[Opening Provided text section]

An Irishman's Diary

I SEE that our friends across the water (the water to your right as you look north, that is) are having a first-ever National…

I SEE that our friends across the water (the water to your right as you look north, that is) are having a first-ever National Heroes Day today. Which sounds like something we should do too. Although, come to think of it, what else is the presidential election campaign only a search for a hero? And God knows, it hasn’t been going very well so far.

The risk is that, like the presidential campaign, an Irish heroes day would be quickly politicised. Indeed, the UK version already is, to some extent. It grew out of commemorations for a soldier who was killed in Afghanistan, and its first instalment coincides – happily, if not deliberately, from the organisers’ point of view – with Trafalgar Day.

So importing such an event whole would automatically cause complications this side of the water, where the hero of Trafalgar was also once elevated in stone above the streets of the capital, but then elevated even further, before crashing down onto those same streets, in pieces, to be replaced eventually by an abstract needle-shaped thing pointing in the general direction of the sky.

[Closing Provided text section]
[Opening Material provided section]

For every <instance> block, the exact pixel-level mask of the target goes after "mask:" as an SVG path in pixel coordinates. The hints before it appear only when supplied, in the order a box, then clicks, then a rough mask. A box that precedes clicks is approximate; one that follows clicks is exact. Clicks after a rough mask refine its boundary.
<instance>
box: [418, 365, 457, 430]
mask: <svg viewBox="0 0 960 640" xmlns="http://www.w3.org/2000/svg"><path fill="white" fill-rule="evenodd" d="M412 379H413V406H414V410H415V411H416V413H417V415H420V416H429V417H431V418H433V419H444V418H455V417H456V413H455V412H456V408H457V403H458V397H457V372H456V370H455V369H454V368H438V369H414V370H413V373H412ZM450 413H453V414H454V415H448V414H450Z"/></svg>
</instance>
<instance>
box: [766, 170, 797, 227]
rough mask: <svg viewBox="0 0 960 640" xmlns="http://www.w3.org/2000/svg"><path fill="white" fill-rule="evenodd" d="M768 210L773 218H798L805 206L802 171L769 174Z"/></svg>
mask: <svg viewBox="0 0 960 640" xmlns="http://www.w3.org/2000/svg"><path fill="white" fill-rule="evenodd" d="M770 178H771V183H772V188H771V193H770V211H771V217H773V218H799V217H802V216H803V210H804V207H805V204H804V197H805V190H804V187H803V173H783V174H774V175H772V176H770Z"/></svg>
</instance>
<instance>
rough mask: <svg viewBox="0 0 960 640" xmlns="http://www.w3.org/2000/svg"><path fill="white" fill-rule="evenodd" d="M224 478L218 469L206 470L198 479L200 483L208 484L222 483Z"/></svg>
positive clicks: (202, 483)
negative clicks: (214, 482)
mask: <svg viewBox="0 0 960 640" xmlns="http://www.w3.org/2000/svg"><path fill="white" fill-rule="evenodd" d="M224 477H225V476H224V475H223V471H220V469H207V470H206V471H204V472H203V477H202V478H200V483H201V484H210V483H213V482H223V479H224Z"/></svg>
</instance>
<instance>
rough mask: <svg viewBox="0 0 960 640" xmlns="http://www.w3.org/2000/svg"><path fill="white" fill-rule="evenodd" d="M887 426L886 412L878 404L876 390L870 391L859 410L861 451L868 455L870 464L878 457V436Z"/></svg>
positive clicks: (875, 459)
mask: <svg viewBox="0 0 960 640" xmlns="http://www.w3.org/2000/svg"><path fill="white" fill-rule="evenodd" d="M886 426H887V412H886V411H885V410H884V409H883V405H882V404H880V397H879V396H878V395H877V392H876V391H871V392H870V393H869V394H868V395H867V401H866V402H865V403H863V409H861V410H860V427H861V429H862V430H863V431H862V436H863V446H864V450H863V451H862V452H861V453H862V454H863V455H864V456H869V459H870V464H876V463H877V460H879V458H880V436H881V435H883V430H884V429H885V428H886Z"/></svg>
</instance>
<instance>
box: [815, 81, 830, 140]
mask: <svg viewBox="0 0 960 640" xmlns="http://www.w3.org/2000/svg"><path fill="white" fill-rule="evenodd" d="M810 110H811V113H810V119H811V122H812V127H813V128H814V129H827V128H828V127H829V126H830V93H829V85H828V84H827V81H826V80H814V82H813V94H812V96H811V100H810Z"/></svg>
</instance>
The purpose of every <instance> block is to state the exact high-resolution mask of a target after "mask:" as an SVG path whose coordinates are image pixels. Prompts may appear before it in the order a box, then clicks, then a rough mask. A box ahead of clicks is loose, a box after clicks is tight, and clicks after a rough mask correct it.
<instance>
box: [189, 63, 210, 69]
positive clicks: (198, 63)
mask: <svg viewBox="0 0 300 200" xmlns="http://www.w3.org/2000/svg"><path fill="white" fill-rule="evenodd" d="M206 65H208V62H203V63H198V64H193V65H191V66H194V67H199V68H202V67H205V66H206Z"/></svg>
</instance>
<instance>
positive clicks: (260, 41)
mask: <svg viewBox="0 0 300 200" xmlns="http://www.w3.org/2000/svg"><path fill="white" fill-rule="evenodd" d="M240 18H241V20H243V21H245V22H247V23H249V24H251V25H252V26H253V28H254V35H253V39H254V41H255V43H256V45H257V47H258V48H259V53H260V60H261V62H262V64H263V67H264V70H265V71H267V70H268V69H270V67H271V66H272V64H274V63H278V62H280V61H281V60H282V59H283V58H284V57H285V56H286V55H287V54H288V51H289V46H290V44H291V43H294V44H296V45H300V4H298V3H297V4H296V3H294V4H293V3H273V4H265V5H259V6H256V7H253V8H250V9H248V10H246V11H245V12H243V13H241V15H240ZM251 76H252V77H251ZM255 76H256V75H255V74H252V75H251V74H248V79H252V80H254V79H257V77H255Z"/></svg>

[Closing Material provided section]

- **Request 1**
According to the diary, what did the UK's National Heroes Day grow out of?
- **Request 2**
Pick up the diary after its last sentence and carry it forward.
The items are separate material and have no connection to the diary.

- **Response 1**
It grew out of commemorations for a soldier who was killed in Afghanistan.

- **Response 2**
There you have some of the difficulties of achieving consensus about heroes illustrated. Just as well, then, that the British event appears, essentially, to be a fancy dress party. People are encouraged to wear the costumes of their heroes. And although any money raised goes to army charities, the organisers’ list of suggested hero role models – “mother, father, Buzz Lightyear, George Best, Winston Churchill, Christopher Columbus, Yuri Gagarin, [your] class teacher” – is admirably broad. Admirable too is one of the organisers’ stated aims: to educate people, especially young people, on the “the difference between heroes and celebrities”. I suppose that’s what the presidential election campaign is about too, in its own way. Mind you, I can’t help noticing that, with the possible exception of Buzz Lightyear, all the named suggestions in the British heroes’ day list are dead.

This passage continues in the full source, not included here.